◆ Assignment
Reproduce each line of the following records without any changes.

(Stored records)
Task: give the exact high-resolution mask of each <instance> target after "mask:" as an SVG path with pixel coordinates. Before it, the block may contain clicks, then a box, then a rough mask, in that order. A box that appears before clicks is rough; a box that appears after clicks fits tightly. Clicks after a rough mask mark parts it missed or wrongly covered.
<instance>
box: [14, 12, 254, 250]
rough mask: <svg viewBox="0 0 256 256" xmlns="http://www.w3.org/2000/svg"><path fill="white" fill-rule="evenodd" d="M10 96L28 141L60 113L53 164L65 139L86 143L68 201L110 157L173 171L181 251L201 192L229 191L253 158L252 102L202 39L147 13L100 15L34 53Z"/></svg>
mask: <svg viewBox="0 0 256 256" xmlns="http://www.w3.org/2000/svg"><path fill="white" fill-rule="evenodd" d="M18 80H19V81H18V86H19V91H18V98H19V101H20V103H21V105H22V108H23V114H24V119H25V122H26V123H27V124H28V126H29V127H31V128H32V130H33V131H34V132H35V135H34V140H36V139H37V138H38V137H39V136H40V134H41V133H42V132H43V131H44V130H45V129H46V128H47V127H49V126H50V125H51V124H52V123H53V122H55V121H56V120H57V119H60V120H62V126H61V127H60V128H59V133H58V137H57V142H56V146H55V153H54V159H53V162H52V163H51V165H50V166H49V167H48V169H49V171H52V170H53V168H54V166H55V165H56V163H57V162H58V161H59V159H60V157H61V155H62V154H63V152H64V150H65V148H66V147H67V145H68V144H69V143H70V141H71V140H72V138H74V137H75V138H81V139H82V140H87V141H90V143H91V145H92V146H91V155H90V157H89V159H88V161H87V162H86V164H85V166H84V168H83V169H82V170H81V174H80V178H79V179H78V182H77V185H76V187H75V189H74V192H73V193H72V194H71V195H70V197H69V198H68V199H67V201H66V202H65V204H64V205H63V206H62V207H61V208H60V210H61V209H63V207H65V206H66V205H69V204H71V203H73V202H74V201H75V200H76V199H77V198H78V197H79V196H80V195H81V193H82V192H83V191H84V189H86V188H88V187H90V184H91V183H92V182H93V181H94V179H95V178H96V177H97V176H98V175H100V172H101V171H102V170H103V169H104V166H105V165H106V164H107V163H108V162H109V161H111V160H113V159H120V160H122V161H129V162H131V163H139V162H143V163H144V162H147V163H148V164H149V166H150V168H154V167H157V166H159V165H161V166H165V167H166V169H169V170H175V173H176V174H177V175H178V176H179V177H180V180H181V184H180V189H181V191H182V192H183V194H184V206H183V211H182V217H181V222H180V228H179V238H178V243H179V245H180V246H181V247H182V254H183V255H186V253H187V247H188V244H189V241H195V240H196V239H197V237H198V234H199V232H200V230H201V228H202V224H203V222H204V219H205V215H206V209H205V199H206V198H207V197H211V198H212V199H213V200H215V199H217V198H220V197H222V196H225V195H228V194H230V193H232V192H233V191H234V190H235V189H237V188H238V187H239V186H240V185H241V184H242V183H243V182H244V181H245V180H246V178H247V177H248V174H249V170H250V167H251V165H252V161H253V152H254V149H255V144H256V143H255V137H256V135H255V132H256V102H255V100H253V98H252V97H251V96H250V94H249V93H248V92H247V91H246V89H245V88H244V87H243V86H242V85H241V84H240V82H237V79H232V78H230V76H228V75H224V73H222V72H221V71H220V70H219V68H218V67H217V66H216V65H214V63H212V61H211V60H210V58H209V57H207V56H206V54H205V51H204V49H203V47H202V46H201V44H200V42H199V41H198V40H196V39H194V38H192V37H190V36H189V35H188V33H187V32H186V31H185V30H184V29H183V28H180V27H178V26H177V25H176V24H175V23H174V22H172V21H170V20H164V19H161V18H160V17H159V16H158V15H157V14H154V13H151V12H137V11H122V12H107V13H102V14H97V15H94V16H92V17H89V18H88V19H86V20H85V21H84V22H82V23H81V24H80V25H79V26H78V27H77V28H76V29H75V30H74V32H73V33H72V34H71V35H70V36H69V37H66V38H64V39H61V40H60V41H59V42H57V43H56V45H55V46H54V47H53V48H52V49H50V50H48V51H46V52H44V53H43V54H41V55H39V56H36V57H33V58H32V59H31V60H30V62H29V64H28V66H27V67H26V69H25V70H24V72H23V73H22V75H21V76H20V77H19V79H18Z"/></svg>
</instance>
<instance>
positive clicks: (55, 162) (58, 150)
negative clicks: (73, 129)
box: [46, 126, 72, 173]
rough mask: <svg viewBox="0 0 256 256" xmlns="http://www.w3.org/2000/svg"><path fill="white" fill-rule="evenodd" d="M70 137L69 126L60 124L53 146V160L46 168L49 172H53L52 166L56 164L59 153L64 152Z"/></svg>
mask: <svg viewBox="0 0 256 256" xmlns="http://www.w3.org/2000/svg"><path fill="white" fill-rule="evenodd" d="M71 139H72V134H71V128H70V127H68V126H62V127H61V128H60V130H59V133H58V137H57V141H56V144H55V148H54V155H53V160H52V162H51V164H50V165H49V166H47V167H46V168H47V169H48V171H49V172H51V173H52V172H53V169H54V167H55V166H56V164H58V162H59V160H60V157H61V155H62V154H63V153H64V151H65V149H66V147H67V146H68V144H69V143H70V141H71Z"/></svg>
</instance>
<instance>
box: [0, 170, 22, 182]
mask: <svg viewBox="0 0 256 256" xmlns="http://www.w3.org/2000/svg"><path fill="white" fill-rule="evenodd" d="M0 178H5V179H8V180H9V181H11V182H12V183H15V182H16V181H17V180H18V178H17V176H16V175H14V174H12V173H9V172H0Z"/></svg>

◆ Your solution
Task: give the exact high-resolution mask of each <instance> target after "mask:" as an SVG path with pixel coordinates. Before it, the block may contain clicks, then a box, then a rough mask, in that order. A box that appears before clicks is rough; a box that appears after clicks fits tightly. Clicks after a rough mask mark parts it missed or wrongly covered.
<instance>
box: [14, 12, 254, 250]
rough mask: <svg viewBox="0 0 256 256" xmlns="http://www.w3.org/2000/svg"><path fill="white" fill-rule="evenodd" d="M10 96L28 141L60 113L53 164L65 139L86 143L68 201L110 157L173 171L181 251L201 192L229 191L253 158L252 102L202 39L147 13L100 15L34 53Z"/></svg>
mask: <svg viewBox="0 0 256 256" xmlns="http://www.w3.org/2000/svg"><path fill="white" fill-rule="evenodd" d="M18 80H19V81H18V86H19V91H18V98H19V101H20V103H21V105H22V108H23V114H24V119H25V122H26V123H27V124H28V126H29V127H31V128H32V130H33V131H34V132H35V135H34V140H36V139H37V138H38V137H39V136H40V134H41V133H42V132H43V131H44V130H45V129H46V128H47V127H49V126H50V125H51V124H52V123H53V122H55V121H56V120H57V119H60V120H62V126H61V127H60V128H59V133H58V137H57V142H56V146H55V153H54V159H53V162H52V163H51V165H50V166H49V167H48V169H49V171H52V170H53V168H54V166H55V165H56V163H57V162H58V161H59V159H60V157H61V155H62V154H63V152H64V150H65V148H66V147H67V145H68V144H69V143H70V141H71V140H72V138H74V137H75V138H81V139H82V140H87V141H90V143H91V145H92V146H91V155H90V157H89V159H88V161H87V162H86V164H85V166H84V168H83V169H82V170H81V174H80V178H79V179H78V182H77V185H76V187H75V189H74V192H73V193H72V194H71V195H70V197H69V198H68V199H67V201H66V202H65V204H64V205H63V206H62V207H61V208H60V210H61V209H63V207H65V206H66V205H69V204H71V203H73V202H74V201H75V200H76V199H77V198H78V197H79V196H80V195H81V193H82V192H83V191H84V189H86V188H88V187H90V184H91V183H92V182H93V181H94V179H95V178H96V177H97V176H98V175H100V172H101V171H102V170H103V169H104V166H105V165H106V164H107V163H108V162H109V161H111V160H113V159H120V160H122V161H129V162H131V163H139V162H143V163H144V162H147V163H148V164H149V166H150V168H154V167H157V166H159V165H161V166H165V167H166V169H169V170H175V173H176V174H177V175H178V176H179V177H180V180H181V184H180V189H181V191H182V192H183V194H184V206H183V211H182V217H181V222H180V228H179V238H178V243H179V245H180V246H181V247H182V254H183V255H186V253H187V247H188V244H189V241H195V240H196V239H197V237H198V234H199V232H200V230H201V228H202V224H203V222H204V219H205V215H206V209H205V199H206V198H207V197H211V198H212V199H213V200H215V199H217V198H220V197H222V196H225V195H228V194H230V193H232V192H233V191H234V190H235V189H237V188H238V187H239V186H240V185H241V184H242V183H243V182H244V181H245V180H246V178H247V177H248V174H249V170H250V167H251V165H252V161H253V152H254V149H255V144H256V143H255V137H256V135H255V132H256V102H255V100H253V98H252V97H251V96H250V94H249V93H248V92H247V91H246V89H245V88H244V87H243V86H242V85H241V84H240V82H237V79H232V78H230V76H228V75H224V73H222V72H221V71H220V70H219V68H218V67H217V66H216V65H214V63H212V61H211V60H210V58H209V57H207V56H206V54H205V51H204V49H203V47H202V46H201V44H200V42H199V41H198V40H196V39H194V38H192V37H190V36H189V35H188V33H187V32H186V31H185V30H184V29H183V28H180V27H178V26H177V25H176V24H175V23H174V22H172V21H170V20H164V19H161V18H160V17H159V16H158V15H157V14H154V13H151V12H137V11H122V12H107V13H102V14H97V15H94V16H92V17H89V18H88V19H86V20H85V21H84V22H82V23H81V24H80V25H79V26H78V27H77V28H76V29H75V30H74V32H73V33H72V34H71V35H70V36H69V37H66V38H64V39H61V40H60V41H59V42H57V43H56V45H55V46H54V47H53V48H52V49H50V50H48V51H46V52H44V53H43V54H41V55H39V56H36V57H33V58H32V59H31V60H30V62H29V64H28V66H27V67H26V69H25V70H24V72H23V73H22V75H21V76H20V77H19V79H18Z"/></svg>
</instance>
<instance>
positive clicks: (55, 162) (58, 150)
negative clicks: (73, 129)
box: [46, 126, 72, 173]
rough mask: <svg viewBox="0 0 256 256" xmlns="http://www.w3.org/2000/svg"><path fill="white" fill-rule="evenodd" d="M70 137L69 126L60 124L53 146V160L46 168L49 172H53L52 166L56 164L59 153L64 152Z"/></svg>
mask: <svg viewBox="0 0 256 256" xmlns="http://www.w3.org/2000/svg"><path fill="white" fill-rule="evenodd" d="M71 139H72V134H71V128H70V127H68V126H62V127H61V128H60V130H59V133H58V137H57V141H56V144H55V148H54V155H53V160H52V162H51V164H50V165H49V166H47V167H46V168H47V169H48V171H49V172H51V173H52V172H53V169H54V167H55V166H56V164H58V162H59V160H60V157H61V155H62V154H63V153H64V151H65V149H66V147H67V146H68V144H69V143H70V141H71Z"/></svg>
</instance>
<instance>
box: [0, 170, 22, 182]
mask: <svg viewBox="0 0 256 256" xmlns="http://www.w3.org/2000/svg"><path fill="white" fill-rule="evenodd" d="M0 178H5V179H8V180H9V181H11V182H12V183H15V182H16V181H17V180H18V178H17V176H16V175H14V174H12V173H9V172H0Z"/></svg>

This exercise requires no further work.